INPUT MATERIAL Block Start

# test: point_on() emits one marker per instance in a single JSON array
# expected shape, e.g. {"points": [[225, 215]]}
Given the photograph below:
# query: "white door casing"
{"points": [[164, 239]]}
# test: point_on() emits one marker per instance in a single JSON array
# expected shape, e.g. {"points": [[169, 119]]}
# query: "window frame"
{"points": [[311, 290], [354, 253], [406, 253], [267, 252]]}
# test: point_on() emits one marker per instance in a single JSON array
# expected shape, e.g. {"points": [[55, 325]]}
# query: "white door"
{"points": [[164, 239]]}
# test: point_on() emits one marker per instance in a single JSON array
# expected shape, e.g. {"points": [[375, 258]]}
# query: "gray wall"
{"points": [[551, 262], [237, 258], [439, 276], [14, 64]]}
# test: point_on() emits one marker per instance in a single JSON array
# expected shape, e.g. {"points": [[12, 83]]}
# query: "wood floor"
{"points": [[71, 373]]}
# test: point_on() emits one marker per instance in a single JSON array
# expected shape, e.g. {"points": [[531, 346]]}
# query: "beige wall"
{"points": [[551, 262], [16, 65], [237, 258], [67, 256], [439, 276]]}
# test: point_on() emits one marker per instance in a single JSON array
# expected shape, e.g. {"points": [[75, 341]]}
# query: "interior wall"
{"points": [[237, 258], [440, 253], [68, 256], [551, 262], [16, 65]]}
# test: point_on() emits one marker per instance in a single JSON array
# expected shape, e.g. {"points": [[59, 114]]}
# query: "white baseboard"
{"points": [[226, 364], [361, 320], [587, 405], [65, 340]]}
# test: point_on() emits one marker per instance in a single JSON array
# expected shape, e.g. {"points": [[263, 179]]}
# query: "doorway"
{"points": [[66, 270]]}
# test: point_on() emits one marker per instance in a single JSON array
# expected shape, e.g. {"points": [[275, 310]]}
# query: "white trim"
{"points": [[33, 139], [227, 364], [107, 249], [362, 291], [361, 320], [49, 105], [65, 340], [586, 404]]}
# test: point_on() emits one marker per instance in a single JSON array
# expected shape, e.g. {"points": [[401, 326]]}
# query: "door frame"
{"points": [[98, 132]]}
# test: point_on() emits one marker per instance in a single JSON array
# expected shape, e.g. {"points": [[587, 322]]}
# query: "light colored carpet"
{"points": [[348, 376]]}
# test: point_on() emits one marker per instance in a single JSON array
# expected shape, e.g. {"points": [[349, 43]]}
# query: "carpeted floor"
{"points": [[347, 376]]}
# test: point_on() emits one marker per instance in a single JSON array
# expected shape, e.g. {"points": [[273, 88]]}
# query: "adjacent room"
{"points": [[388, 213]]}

INPUT MATERIAL Block End

Produce the entries above once more, identical in every detail.

# test: point_on() emits one marker per instance in a single JSON array
# expected shape, e.g. {"points": [[225, 215]]}
Given the photograph below:
# query: "white door casing"
{"points": [[164, 239]]}
# test: point_on() emits one marker per instance in a single JSON array
# expected shape, e.g. {"points": [[169, 119]]}
# query: "window frame"
{"points": [[311, 290], [354, 253], [406, 253], [267, 252]]}
# test: point_on() emits one marker per instance in a single JSON array
# expected shape, e.g. {"points": [[55, 325]]}
# query: "white door"
{"points": [[164, 239]]}
# test: point_on() emits one marker per instance in a single JSON array
# expected shape, e.g. {"points": [[375, 258]]}
# query: "gray wall"
{"points": [[551, 262], [237, 258], [439, 276], [14, 64]]}
# test: point_on() emits one marker per instance in a single JSON array
# expected shape, e.g. {"points": [[12, 83]]}
# query: "wood floor"
{"points": [[71, 373]]}
# test: point_on() emits one marker per instance in a single JSON array
# expected shape, e.g. {"points": [[531, 346]]}
# query: "beige wall"
{"points": [[551, 262], [16, 65], [237, 258], [67, 256], [439, 276]]}
# test: point_on() emits one marker per instance in a single JSON array
# expected shape, e.g. {"points": [[75, 341]]}
# query: "interior wall"
{"points": [[237, 258], [440, 253], [68, 256], [551, 262], [16, 65]]}
# test: point_on() emits one marker per instance in a single JSON array
# expected shape, e.g. {"points": [[59, 114]]}
# query: "white baseboard"
{"points": [[226, 364], [361, 320], [587, 405], [65, 340]]}
# test: point_on() emits one marker per instance in a single JSON array
# expected shape, e.g. {"points": [[263, 179]]}
# query: "doorway"
{"points": [[66, 270]]}
# test: point_on() emits one marker per instance in a single JSON array
# expected shape, e.g. {"points": [[275, 310]]}
# query: "white trim"
{"points": [[33, 139], [227, 364], [107, 249], [362, 291], [361, 320], [49, 105], [65, 340], [586, 404]]}
# test: point_on() emits one marker per instance in a single JSON array
# expected shape, e.g. {"points": [[401, 326]]}
# query: "door frame"
{"points": [[98, 132]]}
# test: point_on() emits one marker per instance in a single JSON array
# expected shape, e.g. {"points": [[587, 322]]}
# query: "light colored carpet"
{"points": [[348, 376]]}
# test: point_on() emits one marker per instance in a single JSON array
# expected shape, e.g. {"points": [[349, 43]]}
# query: "carpeted floor"
{"points": [[347, 376]]}
# test: point_on() emits one marker per instance in a single JSON array
# expected shape, e.g. {"points": [[273, 88]]}
# query: "adjacent room"
{"points": [[388, 213]]}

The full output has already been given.